(Dataset excerpts)
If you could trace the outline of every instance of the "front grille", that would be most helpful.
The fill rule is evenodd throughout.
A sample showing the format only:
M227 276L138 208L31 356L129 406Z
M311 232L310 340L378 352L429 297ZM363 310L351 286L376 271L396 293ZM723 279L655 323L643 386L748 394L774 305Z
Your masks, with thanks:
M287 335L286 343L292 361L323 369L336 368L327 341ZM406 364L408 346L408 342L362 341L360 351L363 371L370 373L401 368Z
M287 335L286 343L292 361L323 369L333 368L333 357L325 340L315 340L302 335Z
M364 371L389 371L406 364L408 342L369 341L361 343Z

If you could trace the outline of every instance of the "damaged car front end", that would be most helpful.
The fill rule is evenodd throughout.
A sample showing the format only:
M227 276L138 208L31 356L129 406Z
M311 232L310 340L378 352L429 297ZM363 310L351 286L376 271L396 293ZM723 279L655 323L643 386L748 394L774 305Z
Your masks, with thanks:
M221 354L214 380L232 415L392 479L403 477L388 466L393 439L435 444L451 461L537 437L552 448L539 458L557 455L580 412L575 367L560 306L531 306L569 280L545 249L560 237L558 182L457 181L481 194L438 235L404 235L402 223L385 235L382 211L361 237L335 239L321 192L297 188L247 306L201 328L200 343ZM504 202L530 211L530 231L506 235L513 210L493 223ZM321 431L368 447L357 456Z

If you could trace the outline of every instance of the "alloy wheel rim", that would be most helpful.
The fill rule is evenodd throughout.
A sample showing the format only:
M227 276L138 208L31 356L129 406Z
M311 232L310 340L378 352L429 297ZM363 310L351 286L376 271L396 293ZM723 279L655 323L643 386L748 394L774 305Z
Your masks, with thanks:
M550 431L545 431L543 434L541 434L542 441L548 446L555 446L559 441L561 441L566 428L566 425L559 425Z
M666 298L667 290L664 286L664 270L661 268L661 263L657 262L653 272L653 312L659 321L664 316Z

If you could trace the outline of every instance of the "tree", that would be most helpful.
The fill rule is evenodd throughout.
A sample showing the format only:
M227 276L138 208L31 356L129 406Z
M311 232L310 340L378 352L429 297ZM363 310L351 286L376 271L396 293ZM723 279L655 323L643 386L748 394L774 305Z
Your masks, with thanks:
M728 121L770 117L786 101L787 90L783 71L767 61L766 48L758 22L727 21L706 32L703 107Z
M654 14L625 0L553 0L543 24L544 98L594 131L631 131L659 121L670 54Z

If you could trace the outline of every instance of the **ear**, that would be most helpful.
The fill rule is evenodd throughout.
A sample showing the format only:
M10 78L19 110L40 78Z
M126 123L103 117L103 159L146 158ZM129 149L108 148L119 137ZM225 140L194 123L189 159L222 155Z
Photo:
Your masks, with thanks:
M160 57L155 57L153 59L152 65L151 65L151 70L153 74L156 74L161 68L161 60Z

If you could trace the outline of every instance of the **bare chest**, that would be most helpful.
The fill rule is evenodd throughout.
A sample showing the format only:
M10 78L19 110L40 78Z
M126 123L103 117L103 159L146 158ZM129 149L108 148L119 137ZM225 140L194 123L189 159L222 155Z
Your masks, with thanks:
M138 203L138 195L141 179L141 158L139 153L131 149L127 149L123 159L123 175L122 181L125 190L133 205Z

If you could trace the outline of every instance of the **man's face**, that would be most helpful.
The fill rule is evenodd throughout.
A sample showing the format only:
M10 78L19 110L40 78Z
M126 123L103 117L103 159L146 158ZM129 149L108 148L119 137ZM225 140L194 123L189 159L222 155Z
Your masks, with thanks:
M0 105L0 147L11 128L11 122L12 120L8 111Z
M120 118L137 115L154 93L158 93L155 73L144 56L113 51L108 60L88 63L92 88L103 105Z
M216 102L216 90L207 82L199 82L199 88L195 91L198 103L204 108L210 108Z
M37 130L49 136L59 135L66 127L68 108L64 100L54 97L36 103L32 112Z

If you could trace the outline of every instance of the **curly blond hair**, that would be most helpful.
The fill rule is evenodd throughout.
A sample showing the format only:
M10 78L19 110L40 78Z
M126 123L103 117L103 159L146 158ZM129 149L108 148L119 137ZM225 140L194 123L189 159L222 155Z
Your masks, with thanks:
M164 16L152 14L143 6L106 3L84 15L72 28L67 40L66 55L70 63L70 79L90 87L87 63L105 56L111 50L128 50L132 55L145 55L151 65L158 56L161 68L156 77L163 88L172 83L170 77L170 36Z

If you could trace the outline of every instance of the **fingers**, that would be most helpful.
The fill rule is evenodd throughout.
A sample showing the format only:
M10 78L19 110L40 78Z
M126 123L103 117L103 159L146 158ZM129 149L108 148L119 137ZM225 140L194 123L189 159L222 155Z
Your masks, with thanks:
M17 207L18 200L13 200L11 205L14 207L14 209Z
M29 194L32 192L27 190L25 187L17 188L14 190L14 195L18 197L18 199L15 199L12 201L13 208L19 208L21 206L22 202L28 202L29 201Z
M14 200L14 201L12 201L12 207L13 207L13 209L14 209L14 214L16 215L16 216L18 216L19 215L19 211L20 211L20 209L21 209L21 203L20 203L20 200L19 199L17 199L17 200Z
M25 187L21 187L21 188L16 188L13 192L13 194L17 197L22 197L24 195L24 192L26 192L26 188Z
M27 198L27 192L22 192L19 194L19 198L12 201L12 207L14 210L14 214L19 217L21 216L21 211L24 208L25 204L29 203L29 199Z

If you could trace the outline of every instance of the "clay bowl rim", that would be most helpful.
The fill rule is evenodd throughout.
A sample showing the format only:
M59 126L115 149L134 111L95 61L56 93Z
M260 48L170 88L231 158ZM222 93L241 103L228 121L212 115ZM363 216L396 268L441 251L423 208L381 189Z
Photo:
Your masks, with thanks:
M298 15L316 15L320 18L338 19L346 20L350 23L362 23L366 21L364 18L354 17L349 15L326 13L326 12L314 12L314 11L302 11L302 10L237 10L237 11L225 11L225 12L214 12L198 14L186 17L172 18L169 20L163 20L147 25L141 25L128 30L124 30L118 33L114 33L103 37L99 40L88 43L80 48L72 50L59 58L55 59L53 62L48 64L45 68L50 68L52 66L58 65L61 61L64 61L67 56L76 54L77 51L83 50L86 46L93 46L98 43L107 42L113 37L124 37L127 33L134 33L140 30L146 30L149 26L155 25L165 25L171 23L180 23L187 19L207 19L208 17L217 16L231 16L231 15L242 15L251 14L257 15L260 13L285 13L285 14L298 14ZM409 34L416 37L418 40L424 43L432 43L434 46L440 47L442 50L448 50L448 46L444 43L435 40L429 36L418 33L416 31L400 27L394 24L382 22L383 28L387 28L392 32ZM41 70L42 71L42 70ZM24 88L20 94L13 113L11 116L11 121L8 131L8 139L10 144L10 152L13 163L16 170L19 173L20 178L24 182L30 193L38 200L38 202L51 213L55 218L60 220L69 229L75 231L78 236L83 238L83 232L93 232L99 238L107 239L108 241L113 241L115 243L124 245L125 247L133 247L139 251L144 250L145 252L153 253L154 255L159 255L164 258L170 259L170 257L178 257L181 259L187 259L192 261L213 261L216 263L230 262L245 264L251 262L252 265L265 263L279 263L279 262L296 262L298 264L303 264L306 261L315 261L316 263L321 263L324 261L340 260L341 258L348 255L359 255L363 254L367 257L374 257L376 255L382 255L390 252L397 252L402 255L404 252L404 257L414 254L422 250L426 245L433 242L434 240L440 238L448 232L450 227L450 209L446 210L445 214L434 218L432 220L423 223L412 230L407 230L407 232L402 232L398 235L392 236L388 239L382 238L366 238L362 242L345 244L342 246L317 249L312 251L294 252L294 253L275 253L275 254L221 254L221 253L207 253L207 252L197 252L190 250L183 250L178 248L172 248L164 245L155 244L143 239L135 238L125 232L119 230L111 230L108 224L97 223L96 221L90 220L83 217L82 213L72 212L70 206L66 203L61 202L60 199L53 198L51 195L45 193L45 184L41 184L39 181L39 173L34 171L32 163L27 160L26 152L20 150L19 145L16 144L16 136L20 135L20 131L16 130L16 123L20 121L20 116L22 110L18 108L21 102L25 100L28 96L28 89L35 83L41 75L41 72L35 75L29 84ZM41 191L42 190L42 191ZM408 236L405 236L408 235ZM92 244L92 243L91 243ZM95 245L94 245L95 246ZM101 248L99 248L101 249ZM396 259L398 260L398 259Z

> Task to carry out
Lines above that contain the string "every" make up the answer.

> Response box
If you could trace the outline of every instance of the "front grille", that would be most helpful.
If you could trace the outline of every instance of the "damaged car front end", that would be most helpful.
If you could trace the outline of every instance of the "alloy wheel rim", that would be most helpful.
If you could trace the outline of every instance of the "tree", that would be most helpful.
If you could trace the outline of every instance of the **ear**, that would be most helpful.
If you could trace the outline of every instance of the **bare chest**, that would be most helpful.
If you could trace the outline of every instance of the **man's face**, that would be most helpful.
If you could trace the outline of every instance of the **curly blond hair**, that would be most helpful.
If you could trace the outline of every instance of the **fingers**, that would be most helpful.
If you could trace the outline of every instance of the "clay bowl rim", that would be most helpful.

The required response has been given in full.